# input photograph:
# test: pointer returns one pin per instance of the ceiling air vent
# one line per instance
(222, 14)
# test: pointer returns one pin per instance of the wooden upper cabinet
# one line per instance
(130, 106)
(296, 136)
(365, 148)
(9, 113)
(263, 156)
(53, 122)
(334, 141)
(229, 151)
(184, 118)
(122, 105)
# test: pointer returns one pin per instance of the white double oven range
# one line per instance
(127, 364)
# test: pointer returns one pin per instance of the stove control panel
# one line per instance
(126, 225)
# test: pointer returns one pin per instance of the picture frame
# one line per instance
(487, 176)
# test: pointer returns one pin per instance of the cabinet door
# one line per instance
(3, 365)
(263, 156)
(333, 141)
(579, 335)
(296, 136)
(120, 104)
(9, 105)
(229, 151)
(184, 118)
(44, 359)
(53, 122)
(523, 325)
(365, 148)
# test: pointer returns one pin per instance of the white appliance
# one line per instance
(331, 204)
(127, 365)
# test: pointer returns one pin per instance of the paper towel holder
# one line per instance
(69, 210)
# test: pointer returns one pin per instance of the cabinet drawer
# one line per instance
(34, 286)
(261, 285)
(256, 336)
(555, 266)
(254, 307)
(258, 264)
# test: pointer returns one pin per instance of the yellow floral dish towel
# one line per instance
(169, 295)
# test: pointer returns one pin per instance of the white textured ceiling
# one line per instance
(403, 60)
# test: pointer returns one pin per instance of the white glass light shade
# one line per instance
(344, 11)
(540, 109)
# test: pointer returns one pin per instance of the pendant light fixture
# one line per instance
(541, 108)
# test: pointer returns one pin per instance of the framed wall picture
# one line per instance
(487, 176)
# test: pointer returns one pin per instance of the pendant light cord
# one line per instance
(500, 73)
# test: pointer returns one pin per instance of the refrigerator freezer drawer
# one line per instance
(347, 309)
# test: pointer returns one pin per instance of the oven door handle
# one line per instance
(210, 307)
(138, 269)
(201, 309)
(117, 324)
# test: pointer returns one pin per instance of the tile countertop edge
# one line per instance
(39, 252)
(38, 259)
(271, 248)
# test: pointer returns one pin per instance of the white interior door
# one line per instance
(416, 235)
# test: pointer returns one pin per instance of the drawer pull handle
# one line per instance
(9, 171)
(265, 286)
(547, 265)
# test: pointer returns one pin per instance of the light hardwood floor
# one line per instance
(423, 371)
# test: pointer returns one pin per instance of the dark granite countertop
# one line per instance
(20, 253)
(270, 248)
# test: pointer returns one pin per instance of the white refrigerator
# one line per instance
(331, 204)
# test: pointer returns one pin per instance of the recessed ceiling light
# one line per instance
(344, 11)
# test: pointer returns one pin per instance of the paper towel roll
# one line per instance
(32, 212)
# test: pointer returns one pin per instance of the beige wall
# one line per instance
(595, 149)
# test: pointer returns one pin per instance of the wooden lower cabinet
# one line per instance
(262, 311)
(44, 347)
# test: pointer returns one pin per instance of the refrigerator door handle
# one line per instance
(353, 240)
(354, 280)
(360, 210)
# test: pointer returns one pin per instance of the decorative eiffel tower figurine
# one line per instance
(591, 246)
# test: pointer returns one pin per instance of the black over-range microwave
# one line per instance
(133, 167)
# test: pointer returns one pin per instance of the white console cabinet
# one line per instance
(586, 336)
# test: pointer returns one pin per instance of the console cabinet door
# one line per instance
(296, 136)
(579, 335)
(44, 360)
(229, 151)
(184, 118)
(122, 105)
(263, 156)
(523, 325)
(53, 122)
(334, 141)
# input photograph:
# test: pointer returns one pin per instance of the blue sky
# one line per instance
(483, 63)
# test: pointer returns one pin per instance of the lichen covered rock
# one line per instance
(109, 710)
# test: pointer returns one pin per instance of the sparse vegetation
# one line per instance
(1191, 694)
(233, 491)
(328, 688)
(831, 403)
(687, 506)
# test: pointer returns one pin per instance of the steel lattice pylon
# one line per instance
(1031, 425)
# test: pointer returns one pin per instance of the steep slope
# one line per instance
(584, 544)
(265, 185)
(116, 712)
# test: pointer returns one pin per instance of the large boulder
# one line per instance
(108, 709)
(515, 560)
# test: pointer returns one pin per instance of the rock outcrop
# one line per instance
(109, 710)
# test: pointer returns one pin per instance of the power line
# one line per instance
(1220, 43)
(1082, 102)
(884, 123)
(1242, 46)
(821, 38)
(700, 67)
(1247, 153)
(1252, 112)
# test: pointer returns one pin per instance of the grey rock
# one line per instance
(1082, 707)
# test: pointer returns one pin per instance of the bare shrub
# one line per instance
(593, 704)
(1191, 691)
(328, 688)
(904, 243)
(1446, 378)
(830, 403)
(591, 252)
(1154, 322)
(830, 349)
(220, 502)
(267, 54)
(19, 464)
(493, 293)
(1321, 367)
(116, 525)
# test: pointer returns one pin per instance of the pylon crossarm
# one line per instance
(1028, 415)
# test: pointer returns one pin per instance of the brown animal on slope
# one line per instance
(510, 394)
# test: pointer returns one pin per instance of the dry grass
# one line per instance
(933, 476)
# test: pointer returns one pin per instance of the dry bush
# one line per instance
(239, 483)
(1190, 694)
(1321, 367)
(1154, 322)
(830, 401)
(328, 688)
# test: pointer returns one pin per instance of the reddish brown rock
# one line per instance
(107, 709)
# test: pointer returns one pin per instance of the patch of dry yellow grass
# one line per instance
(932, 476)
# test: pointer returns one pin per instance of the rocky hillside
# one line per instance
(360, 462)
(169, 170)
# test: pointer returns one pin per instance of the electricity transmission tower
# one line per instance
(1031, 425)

• [What needs to be done]
Print the line containing "# test: pointer returns one pin per instance of the bare" and every line after it to the end of the records above, exactly as written, and nothing else.

• [In response]
# test: pointer returns one pin per instance of the bare shrub
# one line per instance
(593, 704)
(1191, 691)
(328, 688)
(904, 243)
(1446, 378)
(830, 403)
(591, 252)
(1154, 322)
(830, 349)
(220, 502)
(267, 54)
(19, 464)
(493, 293)
(1321, 367)
(116, 525)
# test: pointer returns one pin per instance of the pylon crossarm
# one line per instance
(1028, 415)
# test: pointer returns one pin per instance of the brown animal on slope
# one line per instance
(510, 394)
# test: pointer returns one pin per instance of the dry grass
# one line per instance
(933, 476)
# test: pointer returns one pin per instance of the dry bush
# one line per instance
(239, 483)
(1190, 694)
(1321, 367)
(1154, 322)
(830, 401)
(328, 688)
# test: pointer returns one pin per instance of the reddish brown rock
# one line per instance
(107, 709)
# test: pointer returns one pin per instance of the patch of dry yellow grass
# one line per instance
(932, 476)
# test: pointer returns one pin per instance of the rocky hillside
# one line per instance
(360, 462)
(169, 170)
# test: pointer returns one pin per instance of the electricity transmission tower
# one line per instance
(1031, 425)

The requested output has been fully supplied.